— Start Article —
The voltage in the circuit, V = 12 V

The given circuit shows four resistors with R₁ and R₂ arranged in series with both in parallel to R₃ and R₄ which are is series to each other

R₁ = 4 Ω

R₂ = 6 Ω

R₄ = 5 Ω

The voltage across R₃ = 6 V

Voltage across parallel resistors are equal, therefore;

The total voltage across R₃ and R₄ = 12 V

The total voltage across R₁ and R₂ = 12 V

The voltage across R₃ + The voltage across R₄ = 12 V

∴ The voltage across R₄ = 12 V - 6 V = 6 V

The current flowing through R₄ = 6V/(5 Ω) = 1.2 A

The current flowing through R₃ = The current flowing through R₄ = 1.2 A

The resistor, R₃ = 6 V/1.2 A = 5 Ω

Therefore, we have;

The sum of resistors in series are R₁ + R₂ and R₃ + R₄, which gives;

$R_{series \, 1}$ = R₁ + R₂ = 4 Ω + 6 Ω = 10 Ω

$R_{series \, 2}$ = R₃ + R₄ = 5 Ω + 5 Ω = 10 Ω

The sum of the resistors in parallel is given as follows;

$\dfrac{1}{R_{eq}} = \dfrac{1}{R_{series \, 1}} + \dfrac{1}{R_{series \, 2}} = \dfrac{R_{series \, 2} + R_{series \, 1}}{R_{series \, 1} \times R_{series \, 2}}$
— End Article —
▸ **Your tasks**:
**A.** Decide whether each statement agrees with the circuit solution above. Answer yes or no for each, and quote the words from the circuit solution that settle it.
(i) R₂ has a value of 6 Ω.
(ii) The current through R₄ comes to 1.5 A.
(iii) R₃ works out to 5 Ω.
**B.** Answer these questions from the circuit solution above, one answer per line.
(i) What voltage does the circuit have?
(ii) What value is given for R₁?
(iii) What is the sum of R₃ and R₄?
— Start Data —
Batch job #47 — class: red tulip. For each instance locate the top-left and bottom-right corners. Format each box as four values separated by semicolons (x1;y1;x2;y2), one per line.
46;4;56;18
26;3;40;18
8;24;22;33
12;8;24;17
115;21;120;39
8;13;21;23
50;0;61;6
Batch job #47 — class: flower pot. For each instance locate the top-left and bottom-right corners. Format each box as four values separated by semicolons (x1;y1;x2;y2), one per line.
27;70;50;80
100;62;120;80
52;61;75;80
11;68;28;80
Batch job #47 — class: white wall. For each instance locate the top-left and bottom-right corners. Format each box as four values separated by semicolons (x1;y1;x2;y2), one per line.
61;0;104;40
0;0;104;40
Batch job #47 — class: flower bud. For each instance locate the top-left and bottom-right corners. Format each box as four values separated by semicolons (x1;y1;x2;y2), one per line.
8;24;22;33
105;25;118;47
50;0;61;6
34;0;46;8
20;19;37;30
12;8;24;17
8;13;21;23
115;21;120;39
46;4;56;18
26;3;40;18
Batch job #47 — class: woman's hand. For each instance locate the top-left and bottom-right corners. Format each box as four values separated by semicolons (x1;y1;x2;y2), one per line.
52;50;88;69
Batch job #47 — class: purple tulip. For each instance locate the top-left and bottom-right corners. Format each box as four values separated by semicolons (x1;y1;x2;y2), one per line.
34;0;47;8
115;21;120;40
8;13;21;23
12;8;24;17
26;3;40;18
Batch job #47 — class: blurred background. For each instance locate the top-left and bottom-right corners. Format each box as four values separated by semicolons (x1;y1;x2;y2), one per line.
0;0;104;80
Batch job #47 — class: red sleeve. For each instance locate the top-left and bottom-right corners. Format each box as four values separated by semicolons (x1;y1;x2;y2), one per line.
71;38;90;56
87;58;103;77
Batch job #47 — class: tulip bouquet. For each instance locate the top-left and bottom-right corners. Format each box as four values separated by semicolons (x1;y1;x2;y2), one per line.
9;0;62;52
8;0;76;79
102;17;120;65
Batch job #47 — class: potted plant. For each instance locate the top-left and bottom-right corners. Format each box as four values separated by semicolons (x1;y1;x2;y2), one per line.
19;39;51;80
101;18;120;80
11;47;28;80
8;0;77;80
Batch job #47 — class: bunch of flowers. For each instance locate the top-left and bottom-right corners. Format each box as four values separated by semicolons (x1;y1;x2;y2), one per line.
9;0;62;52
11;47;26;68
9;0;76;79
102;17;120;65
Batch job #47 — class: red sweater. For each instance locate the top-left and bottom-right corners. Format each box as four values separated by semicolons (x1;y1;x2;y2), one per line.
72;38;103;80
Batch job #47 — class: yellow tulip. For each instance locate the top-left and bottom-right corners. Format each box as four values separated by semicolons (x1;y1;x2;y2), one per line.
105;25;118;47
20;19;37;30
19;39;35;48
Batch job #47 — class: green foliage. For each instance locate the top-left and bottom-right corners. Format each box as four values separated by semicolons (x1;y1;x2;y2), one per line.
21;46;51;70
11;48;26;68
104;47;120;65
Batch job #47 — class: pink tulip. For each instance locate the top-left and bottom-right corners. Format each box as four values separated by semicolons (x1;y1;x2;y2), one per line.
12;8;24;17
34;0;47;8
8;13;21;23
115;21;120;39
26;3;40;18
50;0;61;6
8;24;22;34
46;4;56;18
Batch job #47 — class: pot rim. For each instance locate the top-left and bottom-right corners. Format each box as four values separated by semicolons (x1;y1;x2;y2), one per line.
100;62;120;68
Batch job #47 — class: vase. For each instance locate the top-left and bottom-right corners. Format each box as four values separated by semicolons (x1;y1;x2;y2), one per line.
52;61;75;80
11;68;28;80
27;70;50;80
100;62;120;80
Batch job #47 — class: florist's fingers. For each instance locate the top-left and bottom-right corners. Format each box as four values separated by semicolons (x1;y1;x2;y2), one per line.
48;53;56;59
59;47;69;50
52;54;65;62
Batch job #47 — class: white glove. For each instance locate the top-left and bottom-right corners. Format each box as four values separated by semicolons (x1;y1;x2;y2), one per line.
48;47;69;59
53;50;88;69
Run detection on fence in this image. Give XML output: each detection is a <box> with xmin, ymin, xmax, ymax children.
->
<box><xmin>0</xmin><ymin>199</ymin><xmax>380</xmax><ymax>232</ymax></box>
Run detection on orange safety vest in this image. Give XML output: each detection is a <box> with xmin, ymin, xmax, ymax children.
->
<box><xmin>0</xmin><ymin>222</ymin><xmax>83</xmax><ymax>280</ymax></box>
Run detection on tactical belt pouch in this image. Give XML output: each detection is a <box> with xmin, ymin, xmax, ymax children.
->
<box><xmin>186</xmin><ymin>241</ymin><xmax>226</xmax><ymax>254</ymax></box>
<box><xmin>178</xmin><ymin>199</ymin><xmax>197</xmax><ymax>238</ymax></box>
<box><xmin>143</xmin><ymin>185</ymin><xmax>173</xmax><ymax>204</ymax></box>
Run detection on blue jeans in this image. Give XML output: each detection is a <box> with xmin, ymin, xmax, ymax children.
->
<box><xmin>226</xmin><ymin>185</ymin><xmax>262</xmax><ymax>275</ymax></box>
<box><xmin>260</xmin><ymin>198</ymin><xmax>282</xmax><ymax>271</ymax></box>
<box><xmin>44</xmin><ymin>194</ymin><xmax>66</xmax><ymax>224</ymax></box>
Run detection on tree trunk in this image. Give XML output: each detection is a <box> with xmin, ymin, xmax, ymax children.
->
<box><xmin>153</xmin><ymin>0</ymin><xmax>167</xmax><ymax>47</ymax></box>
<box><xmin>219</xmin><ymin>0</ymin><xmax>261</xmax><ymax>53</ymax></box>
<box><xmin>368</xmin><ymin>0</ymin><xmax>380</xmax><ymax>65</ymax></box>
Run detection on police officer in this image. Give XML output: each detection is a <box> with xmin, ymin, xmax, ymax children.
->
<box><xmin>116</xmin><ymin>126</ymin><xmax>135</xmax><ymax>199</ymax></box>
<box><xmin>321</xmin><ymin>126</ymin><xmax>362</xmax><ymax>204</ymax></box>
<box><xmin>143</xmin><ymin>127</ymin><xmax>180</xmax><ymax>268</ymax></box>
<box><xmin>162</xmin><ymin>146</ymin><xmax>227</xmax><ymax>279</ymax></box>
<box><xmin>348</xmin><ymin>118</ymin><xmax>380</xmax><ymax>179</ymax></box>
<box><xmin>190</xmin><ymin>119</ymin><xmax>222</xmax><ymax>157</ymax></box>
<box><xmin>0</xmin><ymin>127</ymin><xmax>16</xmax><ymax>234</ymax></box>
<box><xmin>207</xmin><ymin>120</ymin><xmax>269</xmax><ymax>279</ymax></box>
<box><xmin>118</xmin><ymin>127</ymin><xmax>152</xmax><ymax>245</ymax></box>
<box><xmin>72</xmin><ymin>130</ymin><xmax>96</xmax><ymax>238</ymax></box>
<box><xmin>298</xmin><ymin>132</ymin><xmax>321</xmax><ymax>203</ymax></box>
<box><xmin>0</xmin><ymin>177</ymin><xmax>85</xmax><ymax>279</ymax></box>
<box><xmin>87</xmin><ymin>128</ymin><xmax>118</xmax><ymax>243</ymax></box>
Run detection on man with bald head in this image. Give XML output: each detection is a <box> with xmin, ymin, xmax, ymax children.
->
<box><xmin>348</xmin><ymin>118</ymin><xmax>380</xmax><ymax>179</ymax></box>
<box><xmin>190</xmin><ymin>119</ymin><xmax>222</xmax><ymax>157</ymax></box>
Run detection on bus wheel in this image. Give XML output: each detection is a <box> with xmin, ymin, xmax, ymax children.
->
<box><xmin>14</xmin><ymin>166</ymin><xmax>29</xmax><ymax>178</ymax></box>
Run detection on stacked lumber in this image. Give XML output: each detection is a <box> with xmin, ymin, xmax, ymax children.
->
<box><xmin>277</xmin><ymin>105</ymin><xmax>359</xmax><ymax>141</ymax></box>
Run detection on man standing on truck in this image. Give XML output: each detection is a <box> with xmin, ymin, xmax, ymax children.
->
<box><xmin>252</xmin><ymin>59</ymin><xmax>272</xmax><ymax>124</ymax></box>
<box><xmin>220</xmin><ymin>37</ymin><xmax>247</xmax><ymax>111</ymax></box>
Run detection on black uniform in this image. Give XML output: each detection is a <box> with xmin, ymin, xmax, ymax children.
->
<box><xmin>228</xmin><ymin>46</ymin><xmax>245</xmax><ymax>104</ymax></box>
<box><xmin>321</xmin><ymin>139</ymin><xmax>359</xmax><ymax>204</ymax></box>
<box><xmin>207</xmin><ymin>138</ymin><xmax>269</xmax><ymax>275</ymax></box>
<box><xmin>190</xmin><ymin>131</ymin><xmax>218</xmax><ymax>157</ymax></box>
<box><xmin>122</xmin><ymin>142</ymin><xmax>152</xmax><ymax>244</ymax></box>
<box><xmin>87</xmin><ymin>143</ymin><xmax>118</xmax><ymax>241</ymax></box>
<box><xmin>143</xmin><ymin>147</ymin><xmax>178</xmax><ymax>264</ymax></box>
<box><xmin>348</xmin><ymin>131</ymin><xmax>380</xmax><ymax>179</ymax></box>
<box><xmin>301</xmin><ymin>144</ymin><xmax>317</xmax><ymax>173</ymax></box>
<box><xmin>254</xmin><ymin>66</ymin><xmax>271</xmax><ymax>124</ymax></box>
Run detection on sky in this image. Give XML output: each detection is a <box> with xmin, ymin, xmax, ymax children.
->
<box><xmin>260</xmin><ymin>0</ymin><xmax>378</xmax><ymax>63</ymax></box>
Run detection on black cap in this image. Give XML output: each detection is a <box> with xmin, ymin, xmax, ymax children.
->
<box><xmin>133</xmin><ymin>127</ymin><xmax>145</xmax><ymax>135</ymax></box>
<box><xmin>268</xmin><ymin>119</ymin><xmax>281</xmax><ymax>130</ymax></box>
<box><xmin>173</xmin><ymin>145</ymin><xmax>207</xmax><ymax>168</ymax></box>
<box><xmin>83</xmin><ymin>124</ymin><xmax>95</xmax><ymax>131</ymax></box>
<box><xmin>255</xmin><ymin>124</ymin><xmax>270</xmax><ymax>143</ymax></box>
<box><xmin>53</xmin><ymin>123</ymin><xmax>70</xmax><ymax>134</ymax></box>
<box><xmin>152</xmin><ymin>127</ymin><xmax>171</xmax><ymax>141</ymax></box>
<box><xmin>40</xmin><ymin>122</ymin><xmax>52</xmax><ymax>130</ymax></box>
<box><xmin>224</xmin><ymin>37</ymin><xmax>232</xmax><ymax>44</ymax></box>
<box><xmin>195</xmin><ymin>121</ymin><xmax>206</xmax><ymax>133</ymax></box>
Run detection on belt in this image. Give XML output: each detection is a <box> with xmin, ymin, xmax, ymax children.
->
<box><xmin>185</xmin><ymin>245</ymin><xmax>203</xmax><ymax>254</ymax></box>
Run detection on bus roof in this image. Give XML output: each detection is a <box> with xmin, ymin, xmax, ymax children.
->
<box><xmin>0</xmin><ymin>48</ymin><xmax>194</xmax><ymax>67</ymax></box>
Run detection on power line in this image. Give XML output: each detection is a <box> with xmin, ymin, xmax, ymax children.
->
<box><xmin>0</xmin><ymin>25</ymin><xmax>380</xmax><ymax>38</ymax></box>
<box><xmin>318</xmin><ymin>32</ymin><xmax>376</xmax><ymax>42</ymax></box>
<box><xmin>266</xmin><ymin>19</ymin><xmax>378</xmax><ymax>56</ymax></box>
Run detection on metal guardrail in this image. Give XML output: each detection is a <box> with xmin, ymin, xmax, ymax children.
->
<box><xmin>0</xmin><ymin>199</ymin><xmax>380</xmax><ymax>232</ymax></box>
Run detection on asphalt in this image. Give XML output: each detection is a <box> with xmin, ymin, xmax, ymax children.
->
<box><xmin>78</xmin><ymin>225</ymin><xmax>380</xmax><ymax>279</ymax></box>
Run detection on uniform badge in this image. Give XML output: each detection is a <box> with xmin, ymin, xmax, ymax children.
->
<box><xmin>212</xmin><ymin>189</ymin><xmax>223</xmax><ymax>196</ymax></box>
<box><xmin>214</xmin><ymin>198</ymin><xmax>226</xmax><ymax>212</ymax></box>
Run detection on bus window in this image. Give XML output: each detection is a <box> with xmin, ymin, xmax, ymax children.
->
— End Data —
▸ **Outputs for the tasks**:
**A.**
(i) Yes: "R₂ = 6 Ω"
(ii) No: "The current flowing through R₄ = 6V/(5 Ω) = 1.2 A"
(iii) Yes: "The resistor, R₃ = 6 V/1.2 A = 5 Ω"

**B.**
(i) 12 V
(ii) 4 Ω
(iii) 10 Ω